— Exercise goal —
Rewrite the lines of the listing from the line containing "line shown in this photo." through the end, requests included. Offset every coordinate in the answers by -143.

[Listing of labeled points]
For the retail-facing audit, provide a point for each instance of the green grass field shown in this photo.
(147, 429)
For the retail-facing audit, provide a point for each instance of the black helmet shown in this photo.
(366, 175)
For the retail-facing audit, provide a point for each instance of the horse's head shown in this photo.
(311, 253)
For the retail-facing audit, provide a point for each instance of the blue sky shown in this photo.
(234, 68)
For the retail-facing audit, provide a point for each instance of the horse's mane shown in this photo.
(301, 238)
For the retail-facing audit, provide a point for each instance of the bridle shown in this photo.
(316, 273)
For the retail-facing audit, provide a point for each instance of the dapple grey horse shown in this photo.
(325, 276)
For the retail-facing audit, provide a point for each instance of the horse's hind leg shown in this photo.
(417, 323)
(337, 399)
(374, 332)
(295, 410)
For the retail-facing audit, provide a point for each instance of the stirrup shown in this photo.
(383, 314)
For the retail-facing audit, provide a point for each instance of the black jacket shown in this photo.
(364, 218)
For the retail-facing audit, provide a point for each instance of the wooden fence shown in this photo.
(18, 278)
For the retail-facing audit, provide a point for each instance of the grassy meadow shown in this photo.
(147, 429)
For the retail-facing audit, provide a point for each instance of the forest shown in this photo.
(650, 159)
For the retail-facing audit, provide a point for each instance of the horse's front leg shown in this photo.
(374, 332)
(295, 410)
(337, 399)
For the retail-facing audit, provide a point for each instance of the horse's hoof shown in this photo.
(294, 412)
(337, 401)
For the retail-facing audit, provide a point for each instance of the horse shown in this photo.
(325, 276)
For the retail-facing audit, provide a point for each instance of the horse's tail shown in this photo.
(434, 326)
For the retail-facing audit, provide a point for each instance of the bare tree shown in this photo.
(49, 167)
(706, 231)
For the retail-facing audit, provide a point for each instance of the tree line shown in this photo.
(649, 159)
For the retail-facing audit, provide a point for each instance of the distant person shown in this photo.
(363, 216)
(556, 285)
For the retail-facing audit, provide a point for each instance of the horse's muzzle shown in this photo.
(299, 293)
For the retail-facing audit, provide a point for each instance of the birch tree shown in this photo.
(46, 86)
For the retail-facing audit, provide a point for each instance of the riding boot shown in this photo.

— Exercise output —
For the retail-facing audit, provide a point for each instance of the tree line shown in this photo.
(506, 16)
For the retail-facing audit, provide a point for each instance of the distant person shown in this photo.
(220, 73)
(413, 142)
For the retail-facing audit, provide a point for each instance of the horse's muzzle shown in this photo.
(156, 150)
For the retail-facing audit, provide a point for each instance of the birch tree shown in this photo.
(-97, -57)
For the retail-facing audit, provide a point for each instance of the riding boot shown in this photo.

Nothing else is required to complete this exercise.